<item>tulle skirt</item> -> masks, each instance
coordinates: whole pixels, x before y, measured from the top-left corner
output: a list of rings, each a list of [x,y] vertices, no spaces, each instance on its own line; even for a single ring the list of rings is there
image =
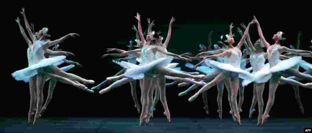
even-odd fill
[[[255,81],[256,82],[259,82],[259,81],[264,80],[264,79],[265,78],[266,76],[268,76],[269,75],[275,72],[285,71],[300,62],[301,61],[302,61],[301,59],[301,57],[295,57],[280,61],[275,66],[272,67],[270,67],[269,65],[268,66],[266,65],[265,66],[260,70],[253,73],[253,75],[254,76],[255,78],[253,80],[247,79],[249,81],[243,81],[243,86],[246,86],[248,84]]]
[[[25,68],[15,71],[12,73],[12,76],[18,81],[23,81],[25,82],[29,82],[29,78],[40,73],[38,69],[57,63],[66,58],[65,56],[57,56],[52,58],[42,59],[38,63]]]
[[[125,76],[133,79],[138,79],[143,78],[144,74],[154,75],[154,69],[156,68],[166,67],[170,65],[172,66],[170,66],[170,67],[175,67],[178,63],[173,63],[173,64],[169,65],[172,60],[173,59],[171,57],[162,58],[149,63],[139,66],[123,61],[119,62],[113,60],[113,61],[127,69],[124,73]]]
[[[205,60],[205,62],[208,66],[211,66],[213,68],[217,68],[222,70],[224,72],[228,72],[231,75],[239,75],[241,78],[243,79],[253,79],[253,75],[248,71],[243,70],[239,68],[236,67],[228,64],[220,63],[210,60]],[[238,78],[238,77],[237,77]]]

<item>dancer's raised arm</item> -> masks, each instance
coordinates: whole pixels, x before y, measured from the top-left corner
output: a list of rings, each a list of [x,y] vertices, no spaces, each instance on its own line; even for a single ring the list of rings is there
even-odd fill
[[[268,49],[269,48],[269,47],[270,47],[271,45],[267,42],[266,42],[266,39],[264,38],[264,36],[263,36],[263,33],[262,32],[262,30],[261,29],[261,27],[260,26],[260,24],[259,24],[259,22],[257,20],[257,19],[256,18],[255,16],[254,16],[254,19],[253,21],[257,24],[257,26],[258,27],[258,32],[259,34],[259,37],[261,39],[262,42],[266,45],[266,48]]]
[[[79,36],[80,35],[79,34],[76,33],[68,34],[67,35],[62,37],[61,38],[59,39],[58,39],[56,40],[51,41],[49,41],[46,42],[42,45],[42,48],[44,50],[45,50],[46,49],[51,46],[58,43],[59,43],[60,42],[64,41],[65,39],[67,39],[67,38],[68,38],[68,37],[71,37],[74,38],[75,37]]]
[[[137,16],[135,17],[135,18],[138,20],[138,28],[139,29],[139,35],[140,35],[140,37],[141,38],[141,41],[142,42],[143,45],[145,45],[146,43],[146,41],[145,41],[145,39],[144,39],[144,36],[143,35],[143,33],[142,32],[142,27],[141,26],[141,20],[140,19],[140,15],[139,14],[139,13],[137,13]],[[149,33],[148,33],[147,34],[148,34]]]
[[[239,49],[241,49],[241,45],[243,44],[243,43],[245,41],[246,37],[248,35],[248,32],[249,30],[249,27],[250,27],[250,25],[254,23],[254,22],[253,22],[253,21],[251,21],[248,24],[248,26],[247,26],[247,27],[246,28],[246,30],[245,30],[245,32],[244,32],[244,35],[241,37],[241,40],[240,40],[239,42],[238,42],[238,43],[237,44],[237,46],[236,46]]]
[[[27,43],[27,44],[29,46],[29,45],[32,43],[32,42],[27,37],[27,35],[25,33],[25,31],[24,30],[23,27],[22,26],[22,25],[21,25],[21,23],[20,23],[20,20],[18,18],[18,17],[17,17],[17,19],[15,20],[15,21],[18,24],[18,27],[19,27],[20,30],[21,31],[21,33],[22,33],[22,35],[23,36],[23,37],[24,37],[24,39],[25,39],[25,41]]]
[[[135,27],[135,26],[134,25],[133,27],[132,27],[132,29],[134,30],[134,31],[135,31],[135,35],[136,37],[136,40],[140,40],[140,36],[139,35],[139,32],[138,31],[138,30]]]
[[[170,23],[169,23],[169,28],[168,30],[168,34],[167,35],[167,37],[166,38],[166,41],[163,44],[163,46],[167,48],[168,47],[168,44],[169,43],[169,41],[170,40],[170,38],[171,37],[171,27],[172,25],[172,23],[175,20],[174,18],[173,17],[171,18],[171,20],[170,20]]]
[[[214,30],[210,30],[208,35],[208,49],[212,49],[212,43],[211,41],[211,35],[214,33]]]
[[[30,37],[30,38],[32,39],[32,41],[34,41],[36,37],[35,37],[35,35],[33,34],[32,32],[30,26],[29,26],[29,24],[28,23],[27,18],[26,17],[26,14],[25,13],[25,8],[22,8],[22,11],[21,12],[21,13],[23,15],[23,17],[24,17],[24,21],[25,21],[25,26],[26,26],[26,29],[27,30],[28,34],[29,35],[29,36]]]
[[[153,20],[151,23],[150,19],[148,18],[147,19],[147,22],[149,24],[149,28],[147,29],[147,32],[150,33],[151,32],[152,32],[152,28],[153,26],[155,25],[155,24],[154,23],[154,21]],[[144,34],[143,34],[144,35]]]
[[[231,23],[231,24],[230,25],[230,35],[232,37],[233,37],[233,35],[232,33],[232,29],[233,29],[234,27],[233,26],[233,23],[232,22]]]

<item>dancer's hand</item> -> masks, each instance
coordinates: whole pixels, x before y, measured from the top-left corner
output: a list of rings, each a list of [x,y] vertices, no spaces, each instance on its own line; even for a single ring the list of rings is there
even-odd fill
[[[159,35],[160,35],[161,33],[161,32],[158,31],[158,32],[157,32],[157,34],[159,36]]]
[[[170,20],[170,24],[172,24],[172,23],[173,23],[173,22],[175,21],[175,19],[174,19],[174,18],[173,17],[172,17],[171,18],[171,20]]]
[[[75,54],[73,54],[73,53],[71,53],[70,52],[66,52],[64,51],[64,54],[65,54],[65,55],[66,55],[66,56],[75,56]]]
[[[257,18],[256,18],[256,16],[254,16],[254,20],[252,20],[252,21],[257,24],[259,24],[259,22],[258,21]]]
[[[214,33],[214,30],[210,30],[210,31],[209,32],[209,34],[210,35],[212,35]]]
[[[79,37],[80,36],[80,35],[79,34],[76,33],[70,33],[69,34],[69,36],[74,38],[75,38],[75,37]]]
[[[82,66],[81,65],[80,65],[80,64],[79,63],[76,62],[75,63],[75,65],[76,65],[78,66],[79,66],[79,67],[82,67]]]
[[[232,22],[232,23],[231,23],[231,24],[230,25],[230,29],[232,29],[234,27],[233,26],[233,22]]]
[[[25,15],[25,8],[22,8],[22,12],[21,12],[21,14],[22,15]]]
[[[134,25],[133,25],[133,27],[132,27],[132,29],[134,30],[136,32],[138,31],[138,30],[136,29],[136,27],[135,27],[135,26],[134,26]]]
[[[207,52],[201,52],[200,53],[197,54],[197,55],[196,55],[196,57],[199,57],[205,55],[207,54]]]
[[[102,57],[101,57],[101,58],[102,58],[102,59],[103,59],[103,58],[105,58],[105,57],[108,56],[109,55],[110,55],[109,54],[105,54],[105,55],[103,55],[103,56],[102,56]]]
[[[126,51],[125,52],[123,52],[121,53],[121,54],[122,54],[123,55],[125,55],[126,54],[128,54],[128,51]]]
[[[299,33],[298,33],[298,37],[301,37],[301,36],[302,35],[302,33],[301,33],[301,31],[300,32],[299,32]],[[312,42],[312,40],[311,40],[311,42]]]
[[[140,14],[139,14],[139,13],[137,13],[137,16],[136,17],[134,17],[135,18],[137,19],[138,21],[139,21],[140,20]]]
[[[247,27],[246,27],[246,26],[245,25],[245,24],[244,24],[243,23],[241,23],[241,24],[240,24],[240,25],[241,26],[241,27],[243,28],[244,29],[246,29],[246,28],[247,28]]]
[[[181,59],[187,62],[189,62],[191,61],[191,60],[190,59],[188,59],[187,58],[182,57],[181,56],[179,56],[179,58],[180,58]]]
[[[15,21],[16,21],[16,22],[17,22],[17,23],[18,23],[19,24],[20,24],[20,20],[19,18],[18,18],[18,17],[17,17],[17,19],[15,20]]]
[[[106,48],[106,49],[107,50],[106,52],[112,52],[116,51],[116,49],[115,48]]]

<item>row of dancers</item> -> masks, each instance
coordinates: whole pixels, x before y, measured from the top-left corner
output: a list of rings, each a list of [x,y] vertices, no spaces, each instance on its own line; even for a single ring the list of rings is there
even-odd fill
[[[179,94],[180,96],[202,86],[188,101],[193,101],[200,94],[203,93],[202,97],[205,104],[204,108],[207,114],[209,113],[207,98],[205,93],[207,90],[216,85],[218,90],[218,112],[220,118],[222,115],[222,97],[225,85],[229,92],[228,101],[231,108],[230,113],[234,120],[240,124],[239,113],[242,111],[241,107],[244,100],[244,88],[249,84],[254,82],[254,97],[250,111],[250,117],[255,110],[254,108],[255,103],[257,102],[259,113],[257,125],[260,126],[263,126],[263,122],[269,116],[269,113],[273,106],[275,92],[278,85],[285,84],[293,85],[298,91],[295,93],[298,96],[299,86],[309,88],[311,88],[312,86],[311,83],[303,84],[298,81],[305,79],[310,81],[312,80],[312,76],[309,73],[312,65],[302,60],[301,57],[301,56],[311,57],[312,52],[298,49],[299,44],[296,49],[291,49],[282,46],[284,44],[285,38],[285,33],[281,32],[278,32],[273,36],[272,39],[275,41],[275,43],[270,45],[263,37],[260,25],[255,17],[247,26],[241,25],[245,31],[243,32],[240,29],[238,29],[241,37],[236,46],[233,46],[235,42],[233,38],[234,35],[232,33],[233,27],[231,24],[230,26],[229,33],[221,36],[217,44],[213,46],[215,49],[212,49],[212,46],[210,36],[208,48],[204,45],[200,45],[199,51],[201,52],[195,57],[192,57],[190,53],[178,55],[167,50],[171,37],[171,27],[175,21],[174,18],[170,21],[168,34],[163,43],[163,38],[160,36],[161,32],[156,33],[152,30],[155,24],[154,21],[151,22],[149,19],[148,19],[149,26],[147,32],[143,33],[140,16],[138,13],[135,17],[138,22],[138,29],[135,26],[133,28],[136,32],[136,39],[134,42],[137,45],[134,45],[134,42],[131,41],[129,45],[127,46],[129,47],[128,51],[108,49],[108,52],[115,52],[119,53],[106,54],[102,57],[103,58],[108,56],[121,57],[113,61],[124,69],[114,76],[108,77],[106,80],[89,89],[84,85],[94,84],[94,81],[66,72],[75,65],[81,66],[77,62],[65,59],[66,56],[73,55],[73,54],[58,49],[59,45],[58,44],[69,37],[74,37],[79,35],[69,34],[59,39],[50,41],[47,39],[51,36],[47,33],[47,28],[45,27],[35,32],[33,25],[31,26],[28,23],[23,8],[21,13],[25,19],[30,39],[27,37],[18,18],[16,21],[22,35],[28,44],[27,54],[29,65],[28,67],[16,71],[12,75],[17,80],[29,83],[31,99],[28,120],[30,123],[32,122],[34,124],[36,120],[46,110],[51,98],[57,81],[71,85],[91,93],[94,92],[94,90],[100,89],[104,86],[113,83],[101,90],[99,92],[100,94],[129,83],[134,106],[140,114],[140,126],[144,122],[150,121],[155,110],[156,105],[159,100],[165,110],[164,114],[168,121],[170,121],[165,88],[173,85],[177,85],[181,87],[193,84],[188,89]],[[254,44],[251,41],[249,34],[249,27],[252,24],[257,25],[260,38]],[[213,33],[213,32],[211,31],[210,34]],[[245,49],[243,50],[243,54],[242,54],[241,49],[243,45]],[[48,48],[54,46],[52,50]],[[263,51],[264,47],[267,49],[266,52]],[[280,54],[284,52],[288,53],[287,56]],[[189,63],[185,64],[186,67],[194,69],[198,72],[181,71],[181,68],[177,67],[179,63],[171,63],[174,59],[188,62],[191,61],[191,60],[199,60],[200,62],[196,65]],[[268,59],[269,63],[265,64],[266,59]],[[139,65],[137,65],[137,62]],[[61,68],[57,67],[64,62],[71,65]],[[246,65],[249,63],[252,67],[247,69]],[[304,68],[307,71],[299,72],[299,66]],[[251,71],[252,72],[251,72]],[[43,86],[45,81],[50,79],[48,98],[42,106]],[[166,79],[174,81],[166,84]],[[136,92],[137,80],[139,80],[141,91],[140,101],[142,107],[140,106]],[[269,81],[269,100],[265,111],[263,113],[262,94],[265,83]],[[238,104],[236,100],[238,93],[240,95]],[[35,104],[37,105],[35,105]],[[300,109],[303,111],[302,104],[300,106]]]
+++++
## Instructions for the task
How many lines in the entries above contain the word "masks"? Case counts, and your reply should be the number alone.

## Output for this task
4